§ O QUE FAZER
Responda a estas perguntas com base no excerto sobre o filme de Terry Gilliam:
1. A que obra de Hayao Miyazaki é comparada a carroça?
2. Com quem e em que ano co-dirigiu Terry Gilliam O Cálice Sagrado?
3. Que papel faz Tom Waits no filme?

Há uma carroça que se arrasta a transbordar de decrepitude e anacronismo por uma Londres contemporânea. Desengonçada como o Castelo Andante de Hayao Miyazaki. Leva lá dentro uns saltimbancos e tudo está sujo, provecto, maltrapilho, escavacado, grotesco. É a assinatura Gilliana: ele não acha que os filmes devam ser “razoáveis”. Também dentro desta carripana andrajosa há um velho mágico que já não sabia a idade, um anão de 50 centímetros e um espelho que tem um reverso, e que é um portal para os imaginários alheios. E aos primeiros minutos do filme já vemos que o génio de Terry Gilliam está fora da garrafa. Delirantemente desgovernado, sem ninguém a demandar-lhe os desejos nem a esfregar-lhe a lamparina.
O génio do mais outsider e o único americano dos ex-Monty Python está mais do que desenfreado, ocupado a dinamitar a terra do nunca, ou a enveredar pelos mais extravagantes caminhos – sem estrada de tijolo amarela. Sempre foi uma marca deste realizador, famoso por rejeitar projectos aliciantes de Hollywood, e por se manter obstinadamente na sua. E por ter levado quase ao limite da paciência os fleumáticos colegas, quando co-dirigiu com Terry Jones, O Cálice Sagrado, em 1975. O ex-Phyton que se tornou conhecido pelas suas animações de recortes bizarras, continua a embarcar em objectos cinematográficos arrojados ( e fantasistas como Os Irmãos Grimm, em 2005, ou As Aventuras do Barão Munchausen, em 1988), e leva, mais uma vez a bordo, Tom Waits no papel de Diabo sempre disposto a fazer apostas, por mais uma alma ou uma dose extra de imortalidade e Heat Ledger, agora no seu derradeiro papel. E há certo um gosto amargo ao pensar-se que a chegada às salas de O Homem que Queria Enganar o Diabo (estreia-se hoje, dia 25), não terá a ver com um voyeurismo mórbido da interpretação póstuma – isto, a avaliar pela forma como certos filmes menos poder de atracção magnética de audiências têm passado directamente para DVD, no nosso país.

Dados de localização de expressões referenciais
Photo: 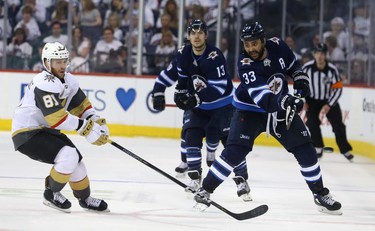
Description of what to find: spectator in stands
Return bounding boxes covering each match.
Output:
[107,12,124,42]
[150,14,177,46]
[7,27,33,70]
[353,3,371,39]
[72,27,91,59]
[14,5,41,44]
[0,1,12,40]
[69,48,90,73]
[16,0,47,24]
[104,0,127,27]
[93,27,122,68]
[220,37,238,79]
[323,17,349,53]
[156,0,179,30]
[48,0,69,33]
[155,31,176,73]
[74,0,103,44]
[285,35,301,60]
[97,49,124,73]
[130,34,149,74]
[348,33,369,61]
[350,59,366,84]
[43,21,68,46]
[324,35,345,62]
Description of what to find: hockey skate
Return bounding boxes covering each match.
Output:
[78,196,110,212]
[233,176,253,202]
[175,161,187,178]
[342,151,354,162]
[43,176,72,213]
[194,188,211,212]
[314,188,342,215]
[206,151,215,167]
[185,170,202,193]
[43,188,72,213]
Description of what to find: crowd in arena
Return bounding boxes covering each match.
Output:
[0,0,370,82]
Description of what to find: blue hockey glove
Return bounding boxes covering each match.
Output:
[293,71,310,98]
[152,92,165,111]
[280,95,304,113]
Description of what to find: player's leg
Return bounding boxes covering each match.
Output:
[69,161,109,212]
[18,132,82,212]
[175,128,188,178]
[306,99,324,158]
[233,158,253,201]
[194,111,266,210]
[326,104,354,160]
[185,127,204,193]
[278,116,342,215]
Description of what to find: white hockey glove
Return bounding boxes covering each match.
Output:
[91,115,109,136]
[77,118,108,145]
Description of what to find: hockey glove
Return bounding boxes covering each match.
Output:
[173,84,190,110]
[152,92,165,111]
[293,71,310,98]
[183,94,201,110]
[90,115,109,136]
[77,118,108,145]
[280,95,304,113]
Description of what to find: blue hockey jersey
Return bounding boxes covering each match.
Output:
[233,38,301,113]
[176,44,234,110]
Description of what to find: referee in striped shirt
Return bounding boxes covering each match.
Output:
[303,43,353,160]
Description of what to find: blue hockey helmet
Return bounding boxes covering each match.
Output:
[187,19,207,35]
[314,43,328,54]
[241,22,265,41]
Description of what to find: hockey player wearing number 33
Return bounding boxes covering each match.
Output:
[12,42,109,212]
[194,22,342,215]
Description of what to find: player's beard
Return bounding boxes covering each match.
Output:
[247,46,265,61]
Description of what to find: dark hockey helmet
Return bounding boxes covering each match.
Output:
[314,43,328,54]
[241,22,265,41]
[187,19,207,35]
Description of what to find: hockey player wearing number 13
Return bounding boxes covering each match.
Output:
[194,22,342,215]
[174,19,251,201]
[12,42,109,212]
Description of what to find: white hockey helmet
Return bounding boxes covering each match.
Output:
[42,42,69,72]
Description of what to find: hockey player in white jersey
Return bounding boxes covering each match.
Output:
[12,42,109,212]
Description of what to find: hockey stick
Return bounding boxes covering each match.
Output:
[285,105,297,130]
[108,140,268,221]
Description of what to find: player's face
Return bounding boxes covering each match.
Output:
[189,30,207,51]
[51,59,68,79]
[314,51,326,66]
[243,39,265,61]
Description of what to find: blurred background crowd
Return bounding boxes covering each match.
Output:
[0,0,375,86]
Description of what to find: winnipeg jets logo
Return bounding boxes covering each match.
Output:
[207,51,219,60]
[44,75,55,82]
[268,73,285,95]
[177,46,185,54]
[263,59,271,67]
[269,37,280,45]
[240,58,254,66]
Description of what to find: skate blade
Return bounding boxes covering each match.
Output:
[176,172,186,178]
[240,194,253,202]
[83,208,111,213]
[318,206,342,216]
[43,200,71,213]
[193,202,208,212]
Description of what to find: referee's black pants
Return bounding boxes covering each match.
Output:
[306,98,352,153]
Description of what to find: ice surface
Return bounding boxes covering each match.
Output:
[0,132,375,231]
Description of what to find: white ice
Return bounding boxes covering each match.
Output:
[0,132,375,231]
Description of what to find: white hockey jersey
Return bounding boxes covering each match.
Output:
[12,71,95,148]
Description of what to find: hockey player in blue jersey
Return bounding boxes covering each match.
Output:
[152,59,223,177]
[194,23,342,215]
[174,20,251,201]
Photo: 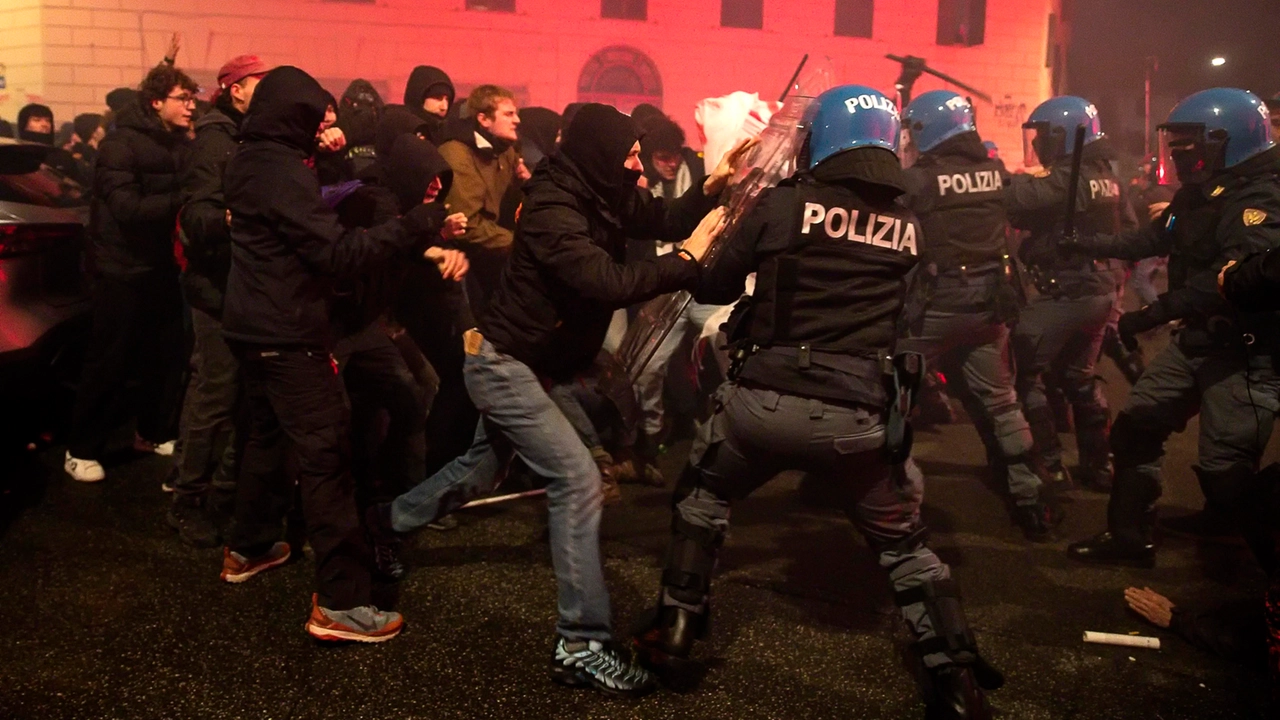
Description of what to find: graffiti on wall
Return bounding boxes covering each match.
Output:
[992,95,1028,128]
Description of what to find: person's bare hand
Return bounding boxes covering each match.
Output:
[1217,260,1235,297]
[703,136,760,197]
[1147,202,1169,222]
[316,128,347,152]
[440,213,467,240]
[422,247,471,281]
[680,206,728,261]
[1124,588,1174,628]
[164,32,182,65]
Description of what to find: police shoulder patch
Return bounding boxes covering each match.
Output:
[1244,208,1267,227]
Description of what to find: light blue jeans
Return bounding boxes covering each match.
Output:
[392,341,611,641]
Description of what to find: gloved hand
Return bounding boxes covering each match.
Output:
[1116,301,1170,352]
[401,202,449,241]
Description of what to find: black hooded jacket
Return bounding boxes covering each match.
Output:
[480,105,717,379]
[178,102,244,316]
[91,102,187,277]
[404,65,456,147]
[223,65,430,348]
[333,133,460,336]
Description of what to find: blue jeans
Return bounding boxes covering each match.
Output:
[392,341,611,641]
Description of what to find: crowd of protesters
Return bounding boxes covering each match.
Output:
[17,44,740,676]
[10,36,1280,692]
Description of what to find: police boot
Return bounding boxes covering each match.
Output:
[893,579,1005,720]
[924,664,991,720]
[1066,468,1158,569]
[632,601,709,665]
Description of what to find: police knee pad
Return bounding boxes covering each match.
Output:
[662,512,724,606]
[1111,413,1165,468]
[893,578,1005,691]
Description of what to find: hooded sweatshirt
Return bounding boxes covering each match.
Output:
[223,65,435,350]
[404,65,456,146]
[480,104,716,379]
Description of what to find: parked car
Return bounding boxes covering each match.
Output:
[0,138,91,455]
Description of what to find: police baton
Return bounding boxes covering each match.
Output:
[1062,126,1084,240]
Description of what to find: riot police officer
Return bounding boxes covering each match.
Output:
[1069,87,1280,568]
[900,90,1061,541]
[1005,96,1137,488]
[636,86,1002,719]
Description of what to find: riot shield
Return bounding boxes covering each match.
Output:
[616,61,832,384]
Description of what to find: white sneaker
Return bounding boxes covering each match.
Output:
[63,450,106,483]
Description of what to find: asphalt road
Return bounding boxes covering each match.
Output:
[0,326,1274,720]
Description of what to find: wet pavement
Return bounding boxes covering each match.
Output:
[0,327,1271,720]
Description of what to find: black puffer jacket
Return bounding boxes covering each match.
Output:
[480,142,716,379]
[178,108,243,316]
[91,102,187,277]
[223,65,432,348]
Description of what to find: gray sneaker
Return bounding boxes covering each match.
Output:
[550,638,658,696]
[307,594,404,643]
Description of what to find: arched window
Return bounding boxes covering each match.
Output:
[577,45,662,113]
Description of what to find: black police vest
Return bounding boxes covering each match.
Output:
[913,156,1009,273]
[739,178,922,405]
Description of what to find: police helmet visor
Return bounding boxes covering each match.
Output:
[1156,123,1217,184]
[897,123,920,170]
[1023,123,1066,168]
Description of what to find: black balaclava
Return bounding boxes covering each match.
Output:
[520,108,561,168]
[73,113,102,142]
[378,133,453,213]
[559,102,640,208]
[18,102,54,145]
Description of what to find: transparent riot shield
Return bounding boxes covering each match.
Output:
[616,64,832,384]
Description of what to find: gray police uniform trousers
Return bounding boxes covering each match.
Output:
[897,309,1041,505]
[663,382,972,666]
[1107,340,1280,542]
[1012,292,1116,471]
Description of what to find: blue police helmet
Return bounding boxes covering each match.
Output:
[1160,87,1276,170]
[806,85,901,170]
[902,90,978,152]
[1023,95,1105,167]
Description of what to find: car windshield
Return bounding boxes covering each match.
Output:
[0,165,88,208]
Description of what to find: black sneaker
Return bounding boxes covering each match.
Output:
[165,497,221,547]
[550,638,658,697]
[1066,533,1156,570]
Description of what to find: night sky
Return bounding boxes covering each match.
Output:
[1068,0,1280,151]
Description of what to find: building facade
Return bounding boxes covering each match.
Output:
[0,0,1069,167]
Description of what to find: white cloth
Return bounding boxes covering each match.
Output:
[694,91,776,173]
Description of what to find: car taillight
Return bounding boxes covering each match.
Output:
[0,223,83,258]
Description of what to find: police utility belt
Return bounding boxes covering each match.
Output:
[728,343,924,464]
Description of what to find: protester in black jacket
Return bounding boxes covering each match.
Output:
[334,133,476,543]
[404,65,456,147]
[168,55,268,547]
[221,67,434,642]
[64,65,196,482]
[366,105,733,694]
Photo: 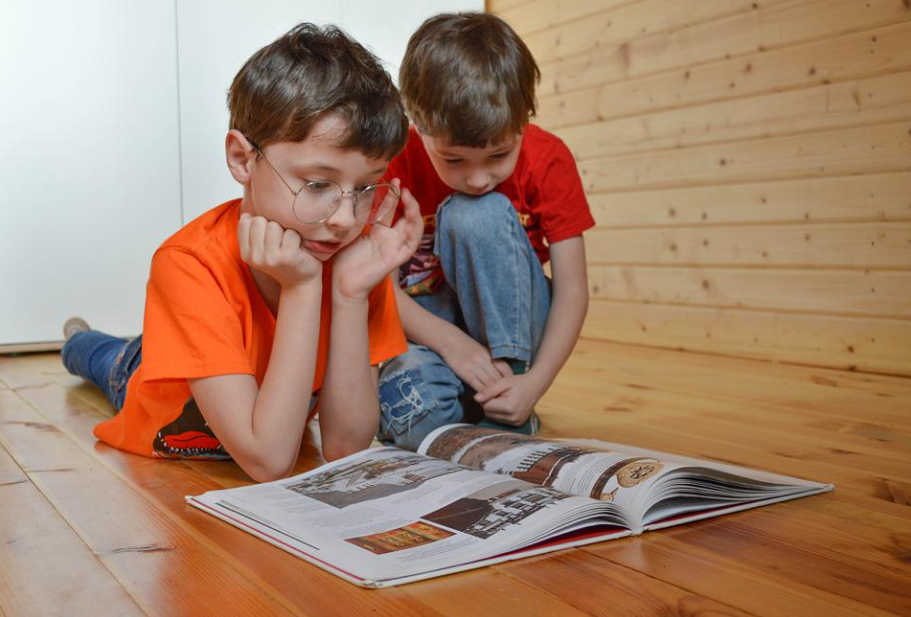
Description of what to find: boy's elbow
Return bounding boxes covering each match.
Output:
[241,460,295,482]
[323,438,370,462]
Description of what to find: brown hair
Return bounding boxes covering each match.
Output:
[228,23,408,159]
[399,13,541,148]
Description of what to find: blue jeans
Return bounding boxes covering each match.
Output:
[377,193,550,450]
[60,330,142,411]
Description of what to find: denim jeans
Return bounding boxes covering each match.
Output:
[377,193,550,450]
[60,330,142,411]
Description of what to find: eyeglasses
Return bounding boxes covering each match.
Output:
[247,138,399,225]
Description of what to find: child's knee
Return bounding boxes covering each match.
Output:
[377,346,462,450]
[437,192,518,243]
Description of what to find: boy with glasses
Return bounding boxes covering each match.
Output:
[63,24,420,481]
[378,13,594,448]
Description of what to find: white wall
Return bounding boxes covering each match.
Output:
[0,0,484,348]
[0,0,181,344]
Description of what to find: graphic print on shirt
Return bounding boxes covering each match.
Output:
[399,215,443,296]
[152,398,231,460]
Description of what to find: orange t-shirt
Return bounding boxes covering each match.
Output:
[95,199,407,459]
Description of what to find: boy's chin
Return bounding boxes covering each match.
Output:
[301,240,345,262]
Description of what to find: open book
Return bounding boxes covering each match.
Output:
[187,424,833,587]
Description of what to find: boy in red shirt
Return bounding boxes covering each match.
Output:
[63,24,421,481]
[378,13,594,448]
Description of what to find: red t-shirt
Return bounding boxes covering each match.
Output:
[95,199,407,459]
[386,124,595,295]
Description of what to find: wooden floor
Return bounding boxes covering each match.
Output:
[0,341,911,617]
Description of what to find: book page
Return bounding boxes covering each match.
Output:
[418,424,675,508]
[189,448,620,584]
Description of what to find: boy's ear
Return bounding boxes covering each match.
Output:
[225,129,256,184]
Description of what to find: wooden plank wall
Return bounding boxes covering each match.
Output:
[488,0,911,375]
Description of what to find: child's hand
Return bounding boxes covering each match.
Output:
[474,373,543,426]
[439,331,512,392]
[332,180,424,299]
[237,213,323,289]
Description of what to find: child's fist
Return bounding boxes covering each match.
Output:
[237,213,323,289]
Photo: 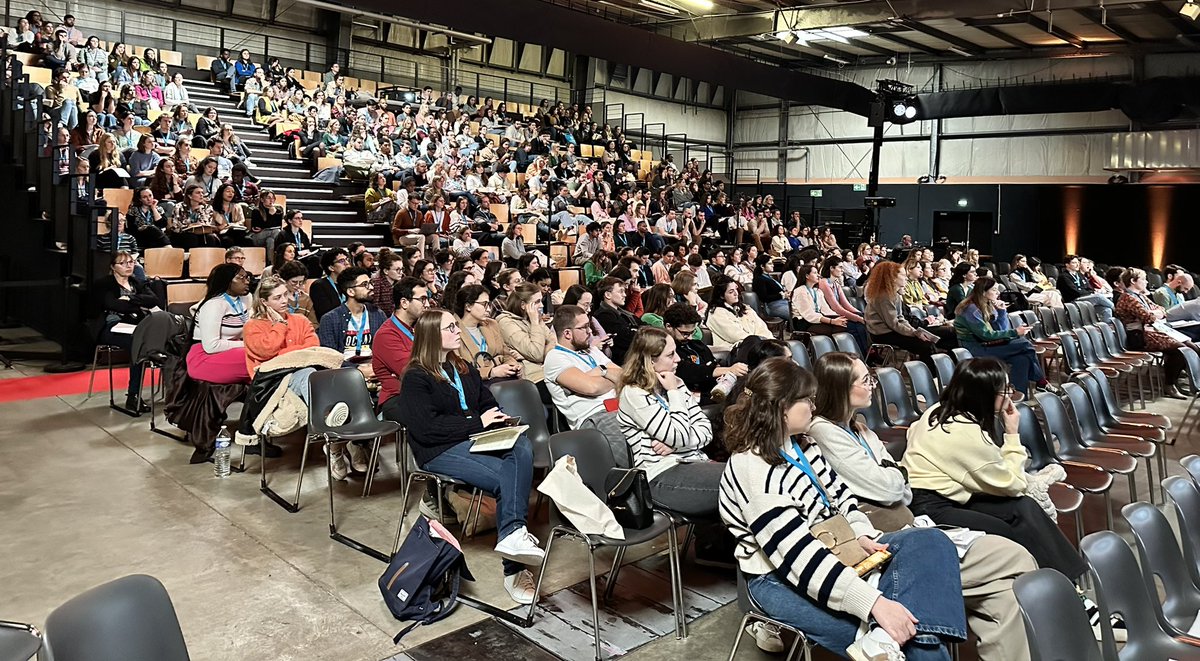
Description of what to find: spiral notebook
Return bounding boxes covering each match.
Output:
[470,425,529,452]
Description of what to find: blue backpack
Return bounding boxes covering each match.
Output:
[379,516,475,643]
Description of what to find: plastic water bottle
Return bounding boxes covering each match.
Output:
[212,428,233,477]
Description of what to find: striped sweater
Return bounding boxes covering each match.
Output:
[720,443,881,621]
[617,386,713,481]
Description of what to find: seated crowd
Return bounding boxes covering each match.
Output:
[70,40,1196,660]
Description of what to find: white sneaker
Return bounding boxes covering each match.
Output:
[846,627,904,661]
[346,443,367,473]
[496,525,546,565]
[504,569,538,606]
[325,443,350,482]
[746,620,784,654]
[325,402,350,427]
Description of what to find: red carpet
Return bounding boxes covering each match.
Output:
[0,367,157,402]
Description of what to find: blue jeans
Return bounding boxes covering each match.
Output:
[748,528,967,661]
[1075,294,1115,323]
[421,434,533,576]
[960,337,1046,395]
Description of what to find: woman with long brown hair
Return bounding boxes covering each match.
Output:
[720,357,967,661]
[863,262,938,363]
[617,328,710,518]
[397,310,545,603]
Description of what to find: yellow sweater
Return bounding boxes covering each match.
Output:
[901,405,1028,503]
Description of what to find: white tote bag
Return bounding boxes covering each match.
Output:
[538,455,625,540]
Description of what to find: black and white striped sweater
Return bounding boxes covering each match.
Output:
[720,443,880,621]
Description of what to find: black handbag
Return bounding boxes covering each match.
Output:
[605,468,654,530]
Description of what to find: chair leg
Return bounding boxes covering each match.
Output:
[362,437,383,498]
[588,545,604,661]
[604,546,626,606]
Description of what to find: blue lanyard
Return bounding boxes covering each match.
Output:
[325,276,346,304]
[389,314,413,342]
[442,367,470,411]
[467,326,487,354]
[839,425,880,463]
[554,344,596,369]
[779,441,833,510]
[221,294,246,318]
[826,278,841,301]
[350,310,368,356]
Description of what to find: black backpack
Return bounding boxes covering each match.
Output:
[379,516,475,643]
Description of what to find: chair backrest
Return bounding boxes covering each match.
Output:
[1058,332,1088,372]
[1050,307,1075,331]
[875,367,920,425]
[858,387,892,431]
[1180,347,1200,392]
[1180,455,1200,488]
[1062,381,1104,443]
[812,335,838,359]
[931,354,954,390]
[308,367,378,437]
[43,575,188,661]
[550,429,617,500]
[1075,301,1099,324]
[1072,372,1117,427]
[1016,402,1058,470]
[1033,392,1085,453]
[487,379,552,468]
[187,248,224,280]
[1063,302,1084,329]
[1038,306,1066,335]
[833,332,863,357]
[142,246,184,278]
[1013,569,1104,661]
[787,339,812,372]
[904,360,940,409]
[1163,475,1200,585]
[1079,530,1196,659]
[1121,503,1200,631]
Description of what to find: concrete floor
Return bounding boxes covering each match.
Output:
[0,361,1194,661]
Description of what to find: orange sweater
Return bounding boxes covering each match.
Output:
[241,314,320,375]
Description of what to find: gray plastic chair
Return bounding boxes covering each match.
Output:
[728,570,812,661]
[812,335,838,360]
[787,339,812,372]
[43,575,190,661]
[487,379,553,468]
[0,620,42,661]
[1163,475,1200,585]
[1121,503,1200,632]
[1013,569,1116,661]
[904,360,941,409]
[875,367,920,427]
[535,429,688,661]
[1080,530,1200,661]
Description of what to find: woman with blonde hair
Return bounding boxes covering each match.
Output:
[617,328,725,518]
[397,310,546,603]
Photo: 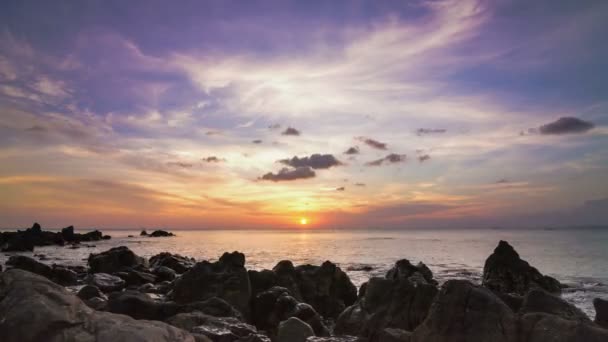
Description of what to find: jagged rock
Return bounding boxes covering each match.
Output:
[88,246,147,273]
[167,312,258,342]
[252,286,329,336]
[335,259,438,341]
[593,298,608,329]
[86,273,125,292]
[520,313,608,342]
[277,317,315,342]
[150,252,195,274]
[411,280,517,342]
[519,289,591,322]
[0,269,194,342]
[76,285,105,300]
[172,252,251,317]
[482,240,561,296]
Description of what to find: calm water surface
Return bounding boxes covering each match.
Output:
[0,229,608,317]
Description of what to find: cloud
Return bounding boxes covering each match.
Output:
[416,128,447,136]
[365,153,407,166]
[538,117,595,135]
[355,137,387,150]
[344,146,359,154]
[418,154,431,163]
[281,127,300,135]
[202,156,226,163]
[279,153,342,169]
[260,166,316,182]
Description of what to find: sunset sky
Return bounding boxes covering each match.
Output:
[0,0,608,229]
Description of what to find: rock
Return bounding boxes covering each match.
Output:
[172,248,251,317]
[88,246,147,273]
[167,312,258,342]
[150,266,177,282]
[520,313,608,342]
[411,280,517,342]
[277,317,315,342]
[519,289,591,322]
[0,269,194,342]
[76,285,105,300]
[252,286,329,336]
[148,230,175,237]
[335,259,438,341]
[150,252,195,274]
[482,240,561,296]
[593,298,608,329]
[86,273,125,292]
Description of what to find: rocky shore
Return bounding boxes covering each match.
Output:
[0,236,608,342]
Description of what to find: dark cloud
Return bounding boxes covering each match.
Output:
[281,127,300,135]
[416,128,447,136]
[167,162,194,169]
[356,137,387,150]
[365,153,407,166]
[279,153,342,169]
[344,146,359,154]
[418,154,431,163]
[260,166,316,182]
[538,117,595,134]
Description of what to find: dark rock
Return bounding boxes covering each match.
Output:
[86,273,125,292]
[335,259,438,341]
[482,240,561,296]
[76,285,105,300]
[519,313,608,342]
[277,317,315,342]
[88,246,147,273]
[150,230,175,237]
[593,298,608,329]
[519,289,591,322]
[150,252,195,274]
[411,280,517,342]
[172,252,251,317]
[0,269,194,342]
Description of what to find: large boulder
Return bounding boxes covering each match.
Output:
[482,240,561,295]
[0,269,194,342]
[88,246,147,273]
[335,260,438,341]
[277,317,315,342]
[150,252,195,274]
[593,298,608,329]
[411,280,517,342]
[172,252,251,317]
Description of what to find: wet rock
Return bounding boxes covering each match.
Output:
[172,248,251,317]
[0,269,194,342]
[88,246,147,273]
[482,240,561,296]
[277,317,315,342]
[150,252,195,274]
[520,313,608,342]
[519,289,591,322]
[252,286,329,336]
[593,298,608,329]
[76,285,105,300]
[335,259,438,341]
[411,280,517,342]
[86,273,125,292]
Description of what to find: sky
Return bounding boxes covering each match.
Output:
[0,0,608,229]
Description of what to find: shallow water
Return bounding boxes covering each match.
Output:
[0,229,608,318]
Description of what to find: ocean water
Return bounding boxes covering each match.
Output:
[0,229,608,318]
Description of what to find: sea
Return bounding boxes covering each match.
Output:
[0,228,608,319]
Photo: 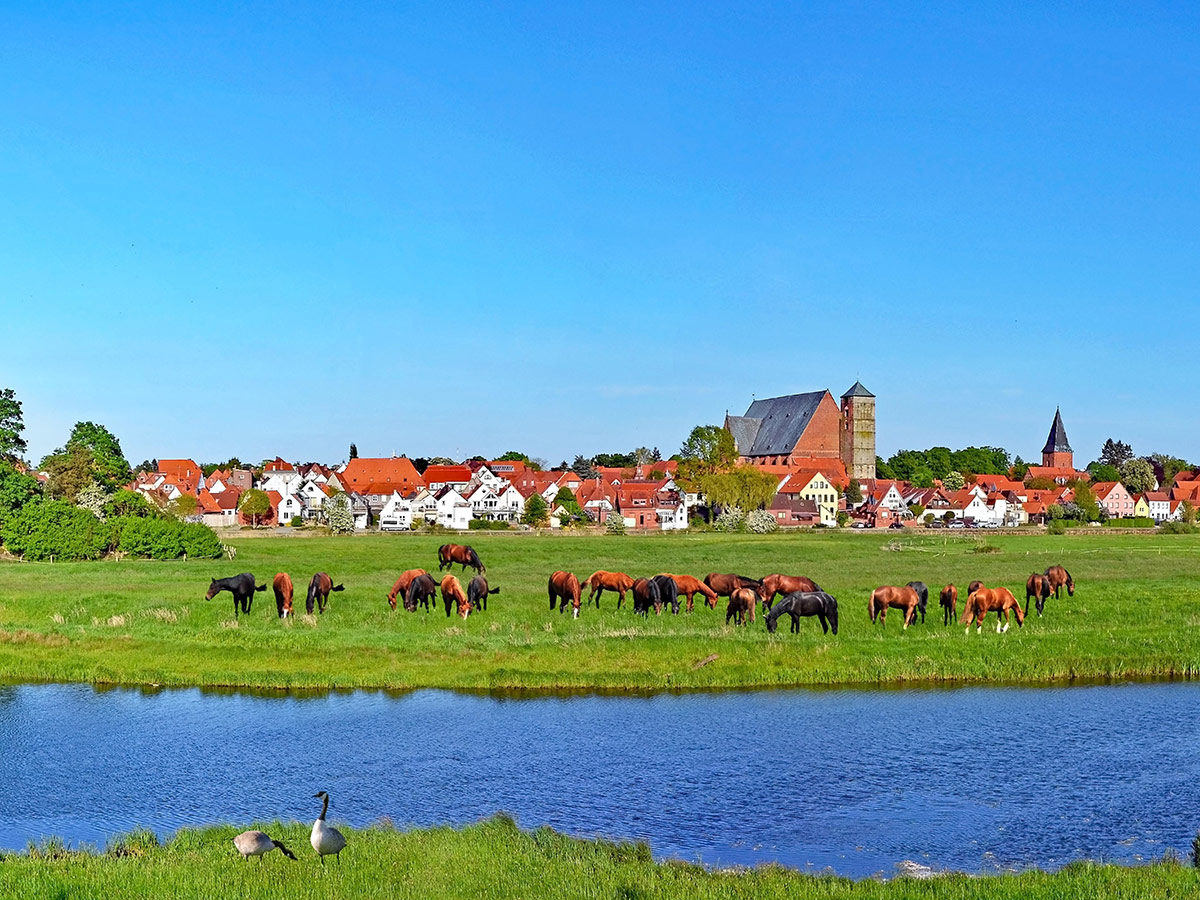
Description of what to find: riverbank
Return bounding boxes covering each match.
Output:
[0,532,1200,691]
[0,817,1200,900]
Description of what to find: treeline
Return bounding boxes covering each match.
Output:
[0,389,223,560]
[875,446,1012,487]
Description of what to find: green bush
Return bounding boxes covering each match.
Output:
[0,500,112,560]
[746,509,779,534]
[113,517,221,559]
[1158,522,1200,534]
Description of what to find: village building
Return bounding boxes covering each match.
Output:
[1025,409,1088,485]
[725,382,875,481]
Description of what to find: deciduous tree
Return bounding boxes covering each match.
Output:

§ RESPOSTA
1. Ao Castelo Andante.
2. Com Terry Jones, em 1975.
3. O papel de Diabo.